## Text for analysis:
__________________________________________________

To actually see evolution take place, starting in 1973 Rosemary and Peter Grant began spending months each year on the tiny volcanic outcrop called Daphne Major, meticulously measuring changes in the shapes and sizes of the finches there in tandem with variations in food supply and climate. The married scientific team are among the authors of the new paper. (Learn more about the Grants.)

In the new article, scientists for the first time sequenced the genomes of the finches. They looked at 120 individuals, drawing from all of the known species.

By comparing the genomes, they found a handful of subtle variations that appear connected to beak shape. The most obvious is in a gene known as ALX1, which is critical to the formation of facial and head bones. In humans, the malfunctioning of this gene results in deformities such as cleft palates. In the finches, a tiny difference in the ALX1 gene distinguished between birds that use a blunt, stout beak to crack open tough seed casings, and other birds whose more pointy beaks are better equipped to pick little seeds off the ground.

Among the ground finches (Geospiza fortis) of Daphne Major, birds that inherited the blunt version of the gene from both parents had the bluntest beaks, those with one blunt and one pointy version of the gene had intermediate beaks, and those with two pointy variants had the sharpest.

"I'm convinced that these are one of the changes that is explaining the difference between blunt and pointed [beaks]," said Leif Andersson, a geneticist at Sweden's Uppsala University, and one of the paper's authors.

__________________________________________________

## Dataset extract:
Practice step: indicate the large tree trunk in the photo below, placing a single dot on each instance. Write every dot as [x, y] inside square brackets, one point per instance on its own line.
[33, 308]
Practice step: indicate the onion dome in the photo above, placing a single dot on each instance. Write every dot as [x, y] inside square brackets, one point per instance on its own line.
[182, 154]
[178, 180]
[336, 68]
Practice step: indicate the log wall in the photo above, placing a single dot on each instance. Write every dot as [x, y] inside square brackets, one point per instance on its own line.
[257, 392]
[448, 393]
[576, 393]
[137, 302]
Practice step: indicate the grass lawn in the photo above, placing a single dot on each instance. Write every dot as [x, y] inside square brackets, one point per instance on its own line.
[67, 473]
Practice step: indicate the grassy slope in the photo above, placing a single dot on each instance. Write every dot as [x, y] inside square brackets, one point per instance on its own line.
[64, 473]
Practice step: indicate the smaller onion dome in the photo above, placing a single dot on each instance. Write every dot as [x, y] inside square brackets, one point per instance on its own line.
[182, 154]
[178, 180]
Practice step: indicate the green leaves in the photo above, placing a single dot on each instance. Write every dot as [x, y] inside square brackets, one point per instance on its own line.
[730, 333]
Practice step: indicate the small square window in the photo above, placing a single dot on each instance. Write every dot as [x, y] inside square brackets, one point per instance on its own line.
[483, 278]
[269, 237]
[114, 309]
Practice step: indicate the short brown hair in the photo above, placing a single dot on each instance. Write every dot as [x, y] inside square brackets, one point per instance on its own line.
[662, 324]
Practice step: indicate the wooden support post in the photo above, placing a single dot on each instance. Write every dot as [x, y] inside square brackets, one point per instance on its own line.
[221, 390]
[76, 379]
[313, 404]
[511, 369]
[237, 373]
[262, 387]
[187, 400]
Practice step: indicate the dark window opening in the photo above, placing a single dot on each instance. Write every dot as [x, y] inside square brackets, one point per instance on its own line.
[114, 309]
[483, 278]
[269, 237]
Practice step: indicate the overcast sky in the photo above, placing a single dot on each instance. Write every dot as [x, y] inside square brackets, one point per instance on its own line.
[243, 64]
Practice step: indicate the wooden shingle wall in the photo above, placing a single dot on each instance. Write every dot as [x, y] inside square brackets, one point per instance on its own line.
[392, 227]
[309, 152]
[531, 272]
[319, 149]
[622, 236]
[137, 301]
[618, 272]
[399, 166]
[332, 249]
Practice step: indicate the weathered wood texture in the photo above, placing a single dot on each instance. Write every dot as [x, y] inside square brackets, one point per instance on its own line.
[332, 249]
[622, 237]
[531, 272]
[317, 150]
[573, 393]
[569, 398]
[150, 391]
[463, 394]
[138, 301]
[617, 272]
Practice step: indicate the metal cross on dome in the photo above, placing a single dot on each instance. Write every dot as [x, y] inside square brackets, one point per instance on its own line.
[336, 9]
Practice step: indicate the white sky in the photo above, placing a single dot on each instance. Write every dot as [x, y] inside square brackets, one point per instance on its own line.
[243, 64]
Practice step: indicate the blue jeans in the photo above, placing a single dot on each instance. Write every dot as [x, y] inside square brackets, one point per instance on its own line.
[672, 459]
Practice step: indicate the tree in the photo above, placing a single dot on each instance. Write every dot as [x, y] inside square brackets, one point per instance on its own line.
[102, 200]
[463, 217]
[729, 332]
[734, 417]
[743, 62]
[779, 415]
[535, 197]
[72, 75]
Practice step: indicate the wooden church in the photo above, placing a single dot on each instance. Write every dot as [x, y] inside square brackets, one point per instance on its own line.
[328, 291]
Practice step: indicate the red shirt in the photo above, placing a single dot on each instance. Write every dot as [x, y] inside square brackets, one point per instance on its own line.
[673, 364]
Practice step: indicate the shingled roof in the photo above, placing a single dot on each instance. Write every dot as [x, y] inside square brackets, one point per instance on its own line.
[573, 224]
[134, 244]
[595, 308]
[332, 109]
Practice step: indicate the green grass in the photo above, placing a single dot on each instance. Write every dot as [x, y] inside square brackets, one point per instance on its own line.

__________________________________________________

## Required actions:
[1] Which people does the passage about finch beaks name?
[2] Copy out the part of the passage about finch beaks that opens with the words containing "Among the ground" and closes with "the paper's authors.".
You can set the material aside; it is not needed here.

## Written responses:
[1] Rosemary Grant, Peter Grant, Leif Andersson

[2]
Among the ground finches (Geospiza fortis) of Daphne Major, birds that inherited the blunt version of the gene from both parents had the bluntest beaks, those with one blunt and one pointy version of the gene had intermediate beaks, and those with two pointy variants had the sharpest.

"I'm convinced that these are one of the changes that is explaining the difference between blunt and pointed [beaks]," said Leif Andersson, a geneticist at Sweden's Uppsala University, and one of the paper's authors.